- WHAT NEEDS TO BE DONE:
Copy out the listing that follows, exact in every word, and skip the images.

- RECORDS FOR THIS TASK:
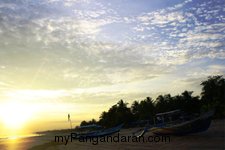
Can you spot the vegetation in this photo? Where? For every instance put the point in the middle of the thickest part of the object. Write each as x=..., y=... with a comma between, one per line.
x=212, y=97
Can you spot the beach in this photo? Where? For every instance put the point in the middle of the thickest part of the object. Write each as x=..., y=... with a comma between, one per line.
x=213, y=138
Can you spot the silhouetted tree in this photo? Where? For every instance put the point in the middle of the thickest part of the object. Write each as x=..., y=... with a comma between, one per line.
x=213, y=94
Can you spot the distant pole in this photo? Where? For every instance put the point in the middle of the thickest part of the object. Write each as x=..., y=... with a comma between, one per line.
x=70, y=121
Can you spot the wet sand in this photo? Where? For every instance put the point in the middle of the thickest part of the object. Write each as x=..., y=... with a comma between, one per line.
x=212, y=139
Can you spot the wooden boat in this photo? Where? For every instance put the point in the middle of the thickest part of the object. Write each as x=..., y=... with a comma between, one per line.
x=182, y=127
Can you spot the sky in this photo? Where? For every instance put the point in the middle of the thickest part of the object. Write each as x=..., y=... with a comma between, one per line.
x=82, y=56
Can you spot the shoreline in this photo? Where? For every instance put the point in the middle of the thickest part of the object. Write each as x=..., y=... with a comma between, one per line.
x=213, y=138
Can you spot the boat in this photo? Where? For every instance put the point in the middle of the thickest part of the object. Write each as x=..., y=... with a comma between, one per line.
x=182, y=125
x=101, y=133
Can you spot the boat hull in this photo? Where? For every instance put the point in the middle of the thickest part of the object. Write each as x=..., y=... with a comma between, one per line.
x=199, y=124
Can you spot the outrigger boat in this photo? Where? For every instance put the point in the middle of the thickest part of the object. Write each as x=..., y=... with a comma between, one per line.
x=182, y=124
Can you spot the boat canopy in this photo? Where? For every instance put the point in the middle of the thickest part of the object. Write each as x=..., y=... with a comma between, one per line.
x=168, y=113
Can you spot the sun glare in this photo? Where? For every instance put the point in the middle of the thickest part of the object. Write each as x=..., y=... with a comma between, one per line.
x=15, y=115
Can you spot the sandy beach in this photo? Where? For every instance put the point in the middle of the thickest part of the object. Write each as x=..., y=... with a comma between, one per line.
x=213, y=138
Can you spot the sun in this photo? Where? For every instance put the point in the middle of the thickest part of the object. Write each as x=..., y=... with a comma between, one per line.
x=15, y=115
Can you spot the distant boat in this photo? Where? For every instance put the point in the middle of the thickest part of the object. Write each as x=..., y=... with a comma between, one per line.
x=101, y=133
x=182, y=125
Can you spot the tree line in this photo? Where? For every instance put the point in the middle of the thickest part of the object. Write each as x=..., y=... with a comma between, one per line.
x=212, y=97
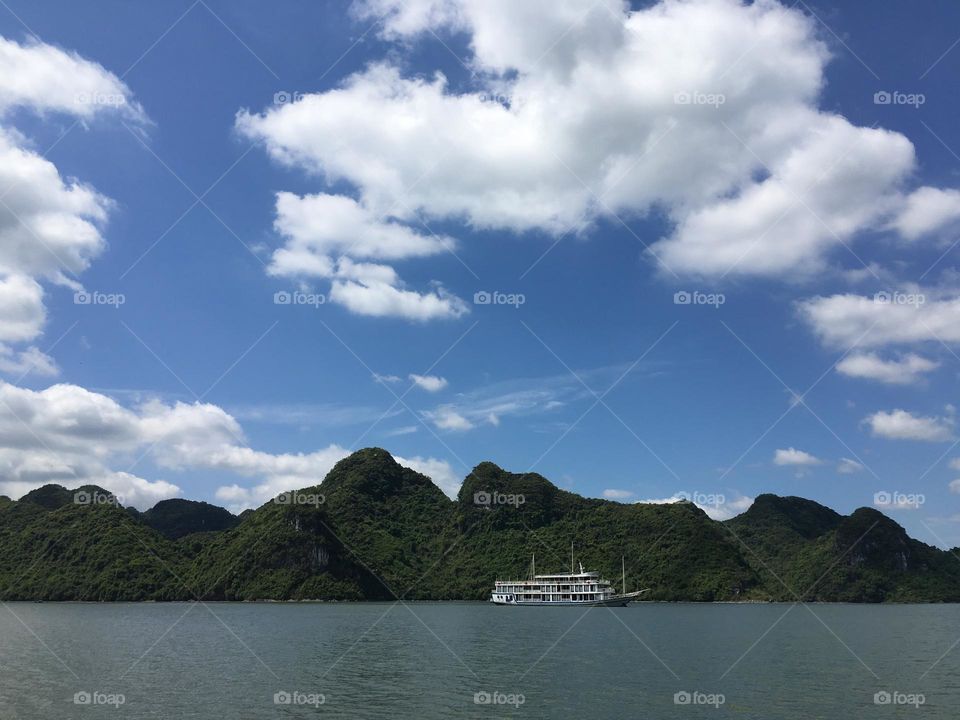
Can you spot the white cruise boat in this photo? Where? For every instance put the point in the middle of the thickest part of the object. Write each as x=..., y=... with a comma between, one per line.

- YOUR SOLUTION:
Can you spot the vegetation in this photo? Where? For every instance put the point in the middle of the thickest part of the object. Write each as x=..., y=... with a comma between, one per line.
x=212, y=97
Can you spot the beach in this photo? Where? For every instance put the point in the middle of the thickest part of the object. Write each as x=..., y=... with a comma between, one per line.
x=213, y=138
Can you spot the silhouetted tree in this photo? Where? For every instance put the point in the middle of the thickest part of the object. Write each as x=..., y=... with a comma between, one per line.
x=213, y=94
Can you spot the distant pole in this photo? Where? For every instance put the point in the middle of the thickest part of the object. Write each as x=..., y=... with a comma between, one per line.
x=70, y=121
Can you spot the wet sand in this photo? Where? For every instance put the point in the middle of the thickest part of the object. Write each as x=..., y=... with a comma between, one per line.
x=212, y=139
Can you spot the wooden boat in this photo? Where? For every instance put the point in the middle of the thickest part of the object. Write each as x=..., y=... with a comma between, one per line.
x=182, y=127
Can you spot the sky in this photo? Where? For every instance put the point in the middle of the thickest part of the object. Write each as x=..., y=... with a comma between, one per line.
x=82, y=56
Can you spot the shoreline in this photo? Where? For every instance put the point in the middle of the thickest part of the object. Write each as x=..., y=... with a comma between, one per line.
x=213, y=138
Can you spot the boat in this photo? Where? For every instance put the point in the middle of the thickest part of the object. Write each as x=..., y=... with a comma between, one per line.
x=182, y=125
x=101, y=133
Can you spot the boat hull in this photo? Where? For every instance put the point in the middle of the thickest part of the object. Write each as x=..., y=... with a comma between, one per line.
x=199, y=124
Can you spot the outrigger boat in this photo? Where? For every instance put the point in the middle of the thickest part of the object. Write each as x=..., y=... with a comma between, one per line.
x=182, y=124
Can you spot the boat canopy in this photo? Where? For every instance put the point in the middle of the thickest part of the object. Write each as x=..., y=... with a comma between, one per line.
x=168, y=113
Can you spot the sun glare in this photo? Where? For every instance put the point in the middle of the thickest part of the object. Write each as x=..., y=... with a comma between, one per line.
x=15, y=115
Can you spot the sandy beach in this photo? Where? For every instance put the point in the middle of the thickest part of the object. Write each as x=..., y=... with a comma between, one per line.
x=213, y=138
Can you spot the sun in this photo? Where? For every instance put the point in the middle of the thickest part of the object. Write each as x=..., y=... with a comma between, one per line.
x=15, y=115
Can you spot the distant boat in this photo? Where? For every instance put the point in the middle of the thickest part of the object. Write each as x=..., y=... with a comma between, one per line.
x=101, y=133
x=182, y=125
Can you spot the tree line in this photo? Where? For every instance put the point in the middle of the thickest part of the object. Write each as x=..., y=... with a comma between, one per line.
x=212, y=97
Can you spot the white cruise boat in this photo? Where? For every instance put the point in the middle of the thickest part of the object. Write each as x=..., y=... with a comma between, one per line.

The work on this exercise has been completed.